## PROBLEM DETAILS
Reproduce every line from the one containing "Query: tower spire" through the end of the records, requests included, with each point coordinate in the answers scaled by 1.6 and rounded to a whole number, halves rounding up. Omit the pictures and return only those lines.

## EXTRACTED DATA
++++

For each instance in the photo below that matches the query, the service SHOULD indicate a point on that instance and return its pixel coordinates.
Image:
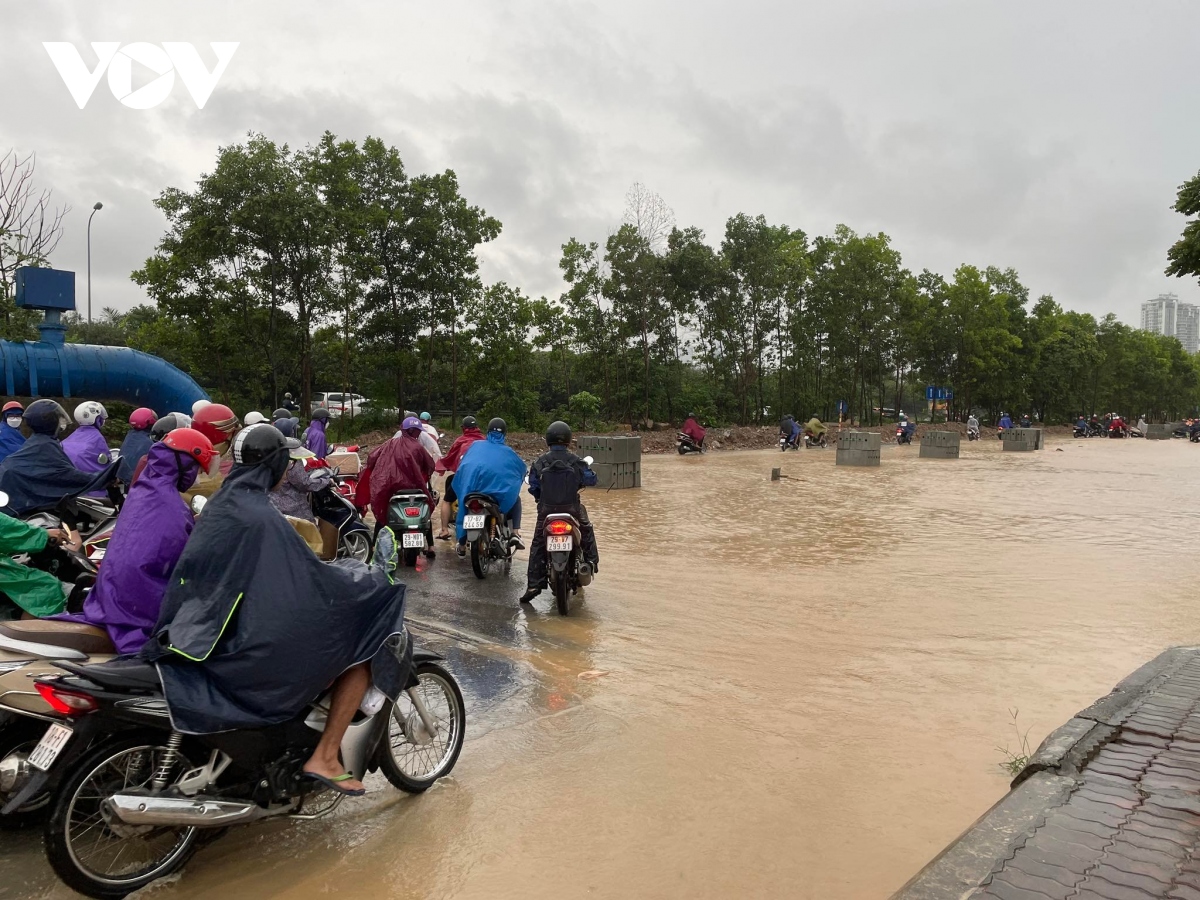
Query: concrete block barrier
(858, 448)
(940, 444)
(1021, 439)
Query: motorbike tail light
(66, 702)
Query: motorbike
(567, 569)
(489, 534)
(131, 799)
(411, 516)
(353, 535)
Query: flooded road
(773, 689)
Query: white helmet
(91, 413)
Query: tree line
(333, 268)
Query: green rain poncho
(35, 592)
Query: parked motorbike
(411, 517)
(567, 570)
(131, 797)
(354, 539)
(489, 534)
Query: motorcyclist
(449, 466)
(11, 439)
(315, 437)
(137, 443)
(490, 467)
(400, 463)
(40, 475)
(87, 447)
(694, 430)
(555, 481)
(791, 430)
(35, 592)
(145, 545)
(301, 627)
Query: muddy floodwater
(773, 689)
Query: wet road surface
(773, 689)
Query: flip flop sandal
(333, 784)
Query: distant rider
(11, 439)
(40, 475)
(555, 480)
(449, 465)
(491, 468)
(150, 535)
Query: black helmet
(45, 417)
(263, 445)
(558, 433)
(163, 427)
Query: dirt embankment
(766, 437)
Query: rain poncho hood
(489, 467)
(40, 475)
(397, 465)
(11, 439)
(315, 438)
(133, 448)
(253, 630)
(145, 545)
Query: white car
(339, 403)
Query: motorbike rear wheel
(412, 759)
(85, 844)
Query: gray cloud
(1044, 137)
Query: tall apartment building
(1167, 316)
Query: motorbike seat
(118, 673)
(69, 635)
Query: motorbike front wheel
(413, 757)
(89, 849)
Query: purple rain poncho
(315, 439)
(149, 538)
(88, 451)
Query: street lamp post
(95, 209)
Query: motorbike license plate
(49, 747)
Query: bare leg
(348, 691)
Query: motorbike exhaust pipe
(184, 811)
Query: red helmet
(192, 443)
(217, 423)
(143, 418)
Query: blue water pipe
(51, 367)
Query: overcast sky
(1044, 136)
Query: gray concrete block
(940, 444)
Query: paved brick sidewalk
(1109, 808)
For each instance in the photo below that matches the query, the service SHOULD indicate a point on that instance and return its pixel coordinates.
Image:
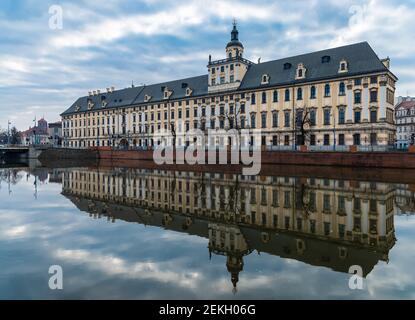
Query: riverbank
(397, 160)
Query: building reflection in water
(322, 222)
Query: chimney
(386, 62)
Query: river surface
(120, 233)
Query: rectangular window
(274, 140)
(263, 120)
(286, 140)
(313, 117)
(373, 138)
(327, 114)
(326, 140)
(357, 116)
(287, 119)
(373, 116)
(342, 114)
(312, 140)
(357, 97)
(222, 110)
(373, 96)
(275, 119)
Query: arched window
(263, 120)
(264, 97)
(342, 90)
(313, 92)
(275, 96)
(275, 119)
(287, 95)
(299, 94)
(253, 118)
(327, 90)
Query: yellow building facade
(332, 98)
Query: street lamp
(334, 131)
(8, 132)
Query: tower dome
(234, 38)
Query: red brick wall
(343, 159)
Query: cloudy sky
(114, 42)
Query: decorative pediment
(90, 105)
(300, 72)
(147, 98)
(167, 93)
(343, 66)
(265, 79)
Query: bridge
(19, 152)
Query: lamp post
(8, 132)
(334, 132)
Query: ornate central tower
(227, 74)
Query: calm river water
(152, 234)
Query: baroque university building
(332, 98)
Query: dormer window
(343, 66)
(188, 92)
(147, 98)
(167, 93)
(325, 59)
(90, 104)
(301, 70)
(265, 79)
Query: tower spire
(234, 33)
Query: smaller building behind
(405, 122)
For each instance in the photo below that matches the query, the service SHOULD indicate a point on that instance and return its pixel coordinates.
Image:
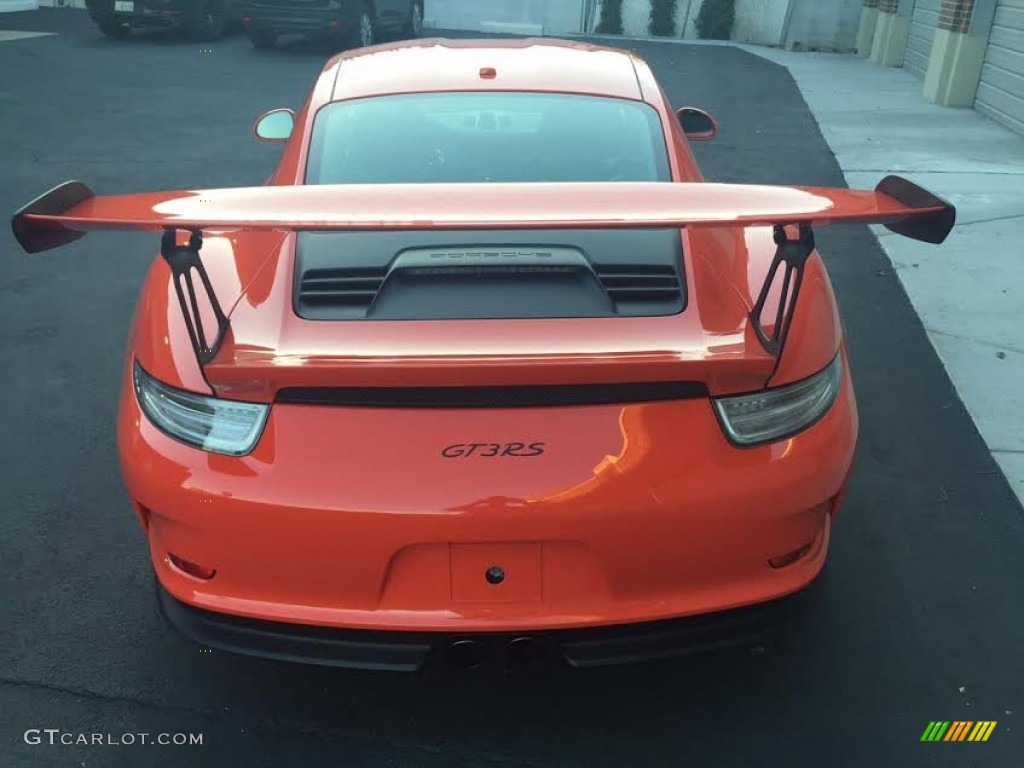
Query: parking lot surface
(918, 617)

++++

## SOLUTION FOR THIS EXERCISE
Query: tower spire
(374, 53)
Query: smaller building behind
(648, 195)
For each instance in the photo below that matches the query, the service SHOULD indicate a point on that instance and return its pixel coordinates.
Image:
Query: parking lot surface
(1469, 987)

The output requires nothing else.